▶ [任务说明 A]: 把正文后面那份列表从头到尾逐行照原样抄写一遍,不要改动任何字符。

★ ★ ★ ★

Elasticsearch 使用updateByQuery批量更新数据
对于批量更新数据,通常我们有2种做法
- 按照更新的条件,从es查询出所有待更新的记录的id,然后根据id再通过Bulk.Builder接口完成批量更新
- 直接使用updateByQuery接口完成批量更新的操作
可以看出第一种更新方法在更新前需要先查询一次es,接下来依次来看每种更新方法的详细使用:
首先创建一个索引put http://localhost:9200/user
{
"mappings":{
"_doc":{
"properties":{
"uid":{
"type":"keyword"
},
"username":{
"type":"text"
},
"age":{
"type":"integer"
},
"like":{
"type":"keyword"
}
}
}
}
}
然后插入几条测试数据,查询得到以下4条数据
http://localhost:9200/user/_search
{
"hits":{
"total":4,
"max_score":1,
"hits":[
{
"_index":"user",
"_type":"_doc",
"_id":"MV2uAXgB4vfr7WLWaK3Y",
"_score":1,
"_source":{
"uid":4,
"username":"小红",
"age":20,
"like":"篮球"

★ ★ ★ ★

▶ [任务说明 B]: 根据上面关于 Elasticsearch 批量更新的文章,判断下列说法是否与文章相符,每项回答"是"或"否",并引用文章中起决定作用的原句:(i) 文章介绍的批量更新做法共有两种;(ii) 第二种方法在更新前需要先查询一次 es;(iii) 索引映射中 age 字段的类型为 keyword。

★ ★ ★ ★

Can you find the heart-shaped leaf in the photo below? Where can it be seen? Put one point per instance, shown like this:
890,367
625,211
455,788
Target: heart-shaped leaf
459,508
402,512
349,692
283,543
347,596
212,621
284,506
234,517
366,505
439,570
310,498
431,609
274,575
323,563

★ ★ ★ ★

▶ [题目解答 A]:
Can you find the heart-shaped leaf in the photo below? Where can it be seen? Put one point per instance, shown like this:
890,367
625,211
455,788
Target: heart-shaped leaf
459,508
402,512
349,692
283,543
347,596
212,621
284,506
234,517
366,505
439,570
310,498
431,609
274,575
323,563

▶ [题目解答 B]:
(i) 是。"对于批量更新数据,通常我们有2种做法"
(ii) 否。"可以看出第一种更新方法在更新前需要先查询一次es"
(iii) 否。"type":"integer"